§ EXERCISE INSTRUCTIONS
Extract, verbatim, all lines starting at the one containing "Point out every instance of the blue onion" and ending with the final line of the listing, and no others.

╔══

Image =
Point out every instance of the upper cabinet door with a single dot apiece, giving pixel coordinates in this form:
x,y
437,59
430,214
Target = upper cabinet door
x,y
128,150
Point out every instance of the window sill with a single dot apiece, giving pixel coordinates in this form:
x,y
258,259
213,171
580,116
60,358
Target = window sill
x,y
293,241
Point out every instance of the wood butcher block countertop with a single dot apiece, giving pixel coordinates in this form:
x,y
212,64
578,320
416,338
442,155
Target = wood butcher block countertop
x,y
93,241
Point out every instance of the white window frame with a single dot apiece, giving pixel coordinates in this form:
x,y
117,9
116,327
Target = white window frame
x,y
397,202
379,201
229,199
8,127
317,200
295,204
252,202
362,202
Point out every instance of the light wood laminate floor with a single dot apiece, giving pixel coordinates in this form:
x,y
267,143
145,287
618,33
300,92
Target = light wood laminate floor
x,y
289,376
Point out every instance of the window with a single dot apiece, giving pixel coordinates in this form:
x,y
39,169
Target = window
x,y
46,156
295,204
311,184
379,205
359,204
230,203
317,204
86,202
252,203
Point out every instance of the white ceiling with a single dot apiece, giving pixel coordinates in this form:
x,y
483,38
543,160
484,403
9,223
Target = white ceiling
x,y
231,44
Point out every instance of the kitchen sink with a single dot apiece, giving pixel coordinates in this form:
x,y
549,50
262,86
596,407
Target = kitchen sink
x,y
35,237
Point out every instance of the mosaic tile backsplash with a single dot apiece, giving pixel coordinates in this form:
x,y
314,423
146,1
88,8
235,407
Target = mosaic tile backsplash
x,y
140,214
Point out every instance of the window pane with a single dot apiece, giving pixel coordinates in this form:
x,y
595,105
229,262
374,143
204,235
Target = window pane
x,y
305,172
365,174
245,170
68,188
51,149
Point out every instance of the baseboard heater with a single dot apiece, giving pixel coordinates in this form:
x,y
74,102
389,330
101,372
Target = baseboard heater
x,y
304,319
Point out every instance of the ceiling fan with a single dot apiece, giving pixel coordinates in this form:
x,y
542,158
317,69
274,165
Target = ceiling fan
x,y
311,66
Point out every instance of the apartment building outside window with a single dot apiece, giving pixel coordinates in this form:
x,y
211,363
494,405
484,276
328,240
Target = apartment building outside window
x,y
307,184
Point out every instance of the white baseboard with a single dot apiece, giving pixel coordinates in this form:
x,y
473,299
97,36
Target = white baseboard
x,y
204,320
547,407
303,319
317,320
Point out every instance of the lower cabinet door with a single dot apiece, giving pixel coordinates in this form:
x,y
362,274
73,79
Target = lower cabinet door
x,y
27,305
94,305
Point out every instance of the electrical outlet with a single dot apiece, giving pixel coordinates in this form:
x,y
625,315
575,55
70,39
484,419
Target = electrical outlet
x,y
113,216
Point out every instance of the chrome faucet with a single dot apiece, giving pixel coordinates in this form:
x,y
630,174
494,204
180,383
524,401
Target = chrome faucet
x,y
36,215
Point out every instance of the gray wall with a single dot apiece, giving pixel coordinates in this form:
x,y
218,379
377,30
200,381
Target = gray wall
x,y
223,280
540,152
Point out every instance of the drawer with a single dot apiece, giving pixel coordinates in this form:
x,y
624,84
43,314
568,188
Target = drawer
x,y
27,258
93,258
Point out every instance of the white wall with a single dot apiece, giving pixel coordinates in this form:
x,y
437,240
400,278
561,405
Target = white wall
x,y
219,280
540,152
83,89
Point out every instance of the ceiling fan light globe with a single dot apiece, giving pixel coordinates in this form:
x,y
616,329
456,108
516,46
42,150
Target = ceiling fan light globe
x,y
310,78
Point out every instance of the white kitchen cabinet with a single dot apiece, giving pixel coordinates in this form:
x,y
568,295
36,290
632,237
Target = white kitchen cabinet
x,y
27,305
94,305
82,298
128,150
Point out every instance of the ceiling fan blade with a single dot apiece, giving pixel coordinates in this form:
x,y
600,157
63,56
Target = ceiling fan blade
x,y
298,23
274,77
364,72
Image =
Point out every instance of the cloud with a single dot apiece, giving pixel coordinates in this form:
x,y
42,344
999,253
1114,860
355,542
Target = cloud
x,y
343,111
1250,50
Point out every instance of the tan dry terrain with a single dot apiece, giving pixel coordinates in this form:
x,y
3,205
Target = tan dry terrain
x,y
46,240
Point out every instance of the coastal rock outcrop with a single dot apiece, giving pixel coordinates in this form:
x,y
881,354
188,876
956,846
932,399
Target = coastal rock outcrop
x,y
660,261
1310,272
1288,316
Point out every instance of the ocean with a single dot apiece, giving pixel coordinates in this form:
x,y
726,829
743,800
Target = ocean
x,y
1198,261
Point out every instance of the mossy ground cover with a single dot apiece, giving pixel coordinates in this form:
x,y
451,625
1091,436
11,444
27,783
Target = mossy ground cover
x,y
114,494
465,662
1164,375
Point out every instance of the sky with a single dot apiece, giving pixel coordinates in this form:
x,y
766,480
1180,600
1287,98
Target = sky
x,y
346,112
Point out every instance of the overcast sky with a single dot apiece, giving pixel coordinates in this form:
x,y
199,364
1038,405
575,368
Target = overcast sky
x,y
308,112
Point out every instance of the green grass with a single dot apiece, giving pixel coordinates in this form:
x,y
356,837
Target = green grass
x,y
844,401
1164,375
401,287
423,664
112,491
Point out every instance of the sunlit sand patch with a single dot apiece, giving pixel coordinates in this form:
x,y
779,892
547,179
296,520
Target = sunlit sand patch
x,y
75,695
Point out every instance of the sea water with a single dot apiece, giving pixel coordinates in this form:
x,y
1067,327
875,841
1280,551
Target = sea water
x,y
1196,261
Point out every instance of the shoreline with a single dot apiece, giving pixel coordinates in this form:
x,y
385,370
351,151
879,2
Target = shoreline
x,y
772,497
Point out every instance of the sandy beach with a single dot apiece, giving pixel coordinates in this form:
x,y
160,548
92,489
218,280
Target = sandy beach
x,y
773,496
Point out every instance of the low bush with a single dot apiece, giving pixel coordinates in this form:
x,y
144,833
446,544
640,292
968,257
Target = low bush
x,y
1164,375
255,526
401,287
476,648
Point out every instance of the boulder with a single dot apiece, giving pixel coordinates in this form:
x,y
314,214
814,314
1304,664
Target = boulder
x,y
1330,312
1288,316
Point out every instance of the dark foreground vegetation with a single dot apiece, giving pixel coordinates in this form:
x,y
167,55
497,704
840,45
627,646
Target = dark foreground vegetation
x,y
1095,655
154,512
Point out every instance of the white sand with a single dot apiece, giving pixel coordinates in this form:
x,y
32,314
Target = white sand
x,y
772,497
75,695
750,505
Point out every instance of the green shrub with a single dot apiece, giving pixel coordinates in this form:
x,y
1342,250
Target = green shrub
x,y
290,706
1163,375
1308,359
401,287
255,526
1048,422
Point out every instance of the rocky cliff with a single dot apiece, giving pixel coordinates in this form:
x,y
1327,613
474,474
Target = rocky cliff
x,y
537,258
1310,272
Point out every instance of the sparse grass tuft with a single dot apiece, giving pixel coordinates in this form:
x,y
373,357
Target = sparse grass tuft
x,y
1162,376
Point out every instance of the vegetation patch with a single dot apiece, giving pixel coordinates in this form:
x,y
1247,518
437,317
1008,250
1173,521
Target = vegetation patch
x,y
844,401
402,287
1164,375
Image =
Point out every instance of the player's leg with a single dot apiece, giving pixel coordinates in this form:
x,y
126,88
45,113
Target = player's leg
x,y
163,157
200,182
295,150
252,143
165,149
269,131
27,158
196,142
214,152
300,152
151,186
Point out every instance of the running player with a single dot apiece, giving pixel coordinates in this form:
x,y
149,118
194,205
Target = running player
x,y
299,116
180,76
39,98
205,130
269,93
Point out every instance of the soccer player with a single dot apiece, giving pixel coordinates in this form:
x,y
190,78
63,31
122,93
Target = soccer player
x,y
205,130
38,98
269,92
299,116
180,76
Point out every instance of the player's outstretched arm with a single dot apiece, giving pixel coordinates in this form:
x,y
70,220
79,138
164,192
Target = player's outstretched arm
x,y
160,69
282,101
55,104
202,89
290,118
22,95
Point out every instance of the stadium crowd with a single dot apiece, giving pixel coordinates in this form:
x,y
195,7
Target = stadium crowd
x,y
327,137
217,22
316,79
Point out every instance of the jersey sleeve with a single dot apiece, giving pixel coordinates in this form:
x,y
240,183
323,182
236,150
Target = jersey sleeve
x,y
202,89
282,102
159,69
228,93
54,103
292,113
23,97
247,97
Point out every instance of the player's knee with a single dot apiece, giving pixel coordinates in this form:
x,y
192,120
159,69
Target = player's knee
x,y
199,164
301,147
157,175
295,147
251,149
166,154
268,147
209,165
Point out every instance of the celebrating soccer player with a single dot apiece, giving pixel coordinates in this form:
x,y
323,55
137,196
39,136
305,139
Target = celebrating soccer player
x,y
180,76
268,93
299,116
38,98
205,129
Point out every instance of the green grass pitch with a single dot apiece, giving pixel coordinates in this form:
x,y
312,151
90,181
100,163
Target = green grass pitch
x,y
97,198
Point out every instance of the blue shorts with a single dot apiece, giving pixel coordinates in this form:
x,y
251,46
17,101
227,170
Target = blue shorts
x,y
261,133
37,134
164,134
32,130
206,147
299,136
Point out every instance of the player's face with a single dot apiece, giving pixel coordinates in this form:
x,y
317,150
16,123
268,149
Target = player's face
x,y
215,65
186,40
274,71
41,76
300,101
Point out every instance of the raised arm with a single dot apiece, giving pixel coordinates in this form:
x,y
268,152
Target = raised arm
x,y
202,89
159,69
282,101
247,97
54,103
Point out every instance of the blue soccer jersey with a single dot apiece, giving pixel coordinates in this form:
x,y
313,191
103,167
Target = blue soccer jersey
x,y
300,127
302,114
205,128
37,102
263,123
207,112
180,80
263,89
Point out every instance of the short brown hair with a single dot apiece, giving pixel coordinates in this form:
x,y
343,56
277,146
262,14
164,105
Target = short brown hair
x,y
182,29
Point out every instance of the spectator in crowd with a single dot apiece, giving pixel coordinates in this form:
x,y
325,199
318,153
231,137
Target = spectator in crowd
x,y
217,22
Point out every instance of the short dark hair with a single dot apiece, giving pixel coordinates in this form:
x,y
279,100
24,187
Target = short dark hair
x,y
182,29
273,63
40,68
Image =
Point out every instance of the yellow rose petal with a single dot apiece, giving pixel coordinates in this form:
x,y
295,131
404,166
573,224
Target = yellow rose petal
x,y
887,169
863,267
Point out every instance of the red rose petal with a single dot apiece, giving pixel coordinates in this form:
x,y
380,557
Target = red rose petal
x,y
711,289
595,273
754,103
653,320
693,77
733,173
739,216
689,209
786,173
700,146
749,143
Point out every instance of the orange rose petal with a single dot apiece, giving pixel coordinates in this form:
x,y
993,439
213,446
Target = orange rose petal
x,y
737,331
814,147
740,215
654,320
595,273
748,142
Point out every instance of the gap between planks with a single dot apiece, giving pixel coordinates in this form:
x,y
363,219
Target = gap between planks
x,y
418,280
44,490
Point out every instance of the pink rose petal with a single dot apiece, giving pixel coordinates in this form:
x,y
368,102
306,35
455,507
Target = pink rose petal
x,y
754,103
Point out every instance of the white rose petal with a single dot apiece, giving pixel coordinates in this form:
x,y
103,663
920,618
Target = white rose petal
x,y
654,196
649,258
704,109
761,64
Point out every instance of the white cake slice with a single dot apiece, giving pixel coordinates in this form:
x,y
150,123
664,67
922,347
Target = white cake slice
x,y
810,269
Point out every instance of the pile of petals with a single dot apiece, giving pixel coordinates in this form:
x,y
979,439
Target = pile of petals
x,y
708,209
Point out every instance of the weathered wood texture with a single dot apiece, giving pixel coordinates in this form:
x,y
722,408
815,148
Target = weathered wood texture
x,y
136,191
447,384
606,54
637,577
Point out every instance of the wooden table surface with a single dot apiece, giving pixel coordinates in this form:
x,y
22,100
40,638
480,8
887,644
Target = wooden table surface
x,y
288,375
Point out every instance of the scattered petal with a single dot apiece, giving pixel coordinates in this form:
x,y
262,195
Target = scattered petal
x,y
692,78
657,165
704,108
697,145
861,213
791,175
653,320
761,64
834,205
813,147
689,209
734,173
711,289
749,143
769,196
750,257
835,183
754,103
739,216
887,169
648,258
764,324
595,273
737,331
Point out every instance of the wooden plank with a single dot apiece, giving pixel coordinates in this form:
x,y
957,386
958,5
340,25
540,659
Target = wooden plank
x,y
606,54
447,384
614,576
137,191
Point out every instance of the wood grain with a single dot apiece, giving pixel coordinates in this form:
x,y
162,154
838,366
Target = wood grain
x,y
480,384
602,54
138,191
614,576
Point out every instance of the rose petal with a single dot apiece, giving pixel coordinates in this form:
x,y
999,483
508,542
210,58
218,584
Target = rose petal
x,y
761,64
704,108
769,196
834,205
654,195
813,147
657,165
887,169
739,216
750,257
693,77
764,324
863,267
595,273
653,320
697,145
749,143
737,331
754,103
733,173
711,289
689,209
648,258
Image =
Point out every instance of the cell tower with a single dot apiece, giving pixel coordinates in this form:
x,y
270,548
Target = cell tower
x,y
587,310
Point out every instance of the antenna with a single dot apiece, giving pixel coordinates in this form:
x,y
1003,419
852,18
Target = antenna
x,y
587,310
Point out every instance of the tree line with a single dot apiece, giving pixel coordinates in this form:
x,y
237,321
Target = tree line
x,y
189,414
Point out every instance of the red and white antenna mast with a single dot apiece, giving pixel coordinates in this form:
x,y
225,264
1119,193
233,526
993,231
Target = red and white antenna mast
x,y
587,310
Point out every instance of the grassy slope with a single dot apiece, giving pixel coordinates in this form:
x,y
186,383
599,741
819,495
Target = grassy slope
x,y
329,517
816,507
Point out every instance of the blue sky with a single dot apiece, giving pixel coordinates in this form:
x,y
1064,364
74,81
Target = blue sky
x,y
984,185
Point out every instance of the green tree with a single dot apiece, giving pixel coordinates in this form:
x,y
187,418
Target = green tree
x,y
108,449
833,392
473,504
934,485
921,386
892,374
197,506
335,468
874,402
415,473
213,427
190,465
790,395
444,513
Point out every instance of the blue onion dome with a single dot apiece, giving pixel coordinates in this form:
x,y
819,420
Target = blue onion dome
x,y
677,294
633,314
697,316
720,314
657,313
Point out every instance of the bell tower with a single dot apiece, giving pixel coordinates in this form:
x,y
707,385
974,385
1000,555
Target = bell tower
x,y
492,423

╚══

§ RIGHT ANSWER
Point out every instance of the blue onion dome with a single dot apiece, giving pixel coordinates in this form:
x,y
819,420
Target = blue onion dome
x,y
677,294
633,314
697,316
720,314
657,313
Point out every instance of the bell tower with a single dot apiece, giving pixel coordinates in this form:
x,y
707,385
974,385
1000,555
Target = bell tower
x,y
492,423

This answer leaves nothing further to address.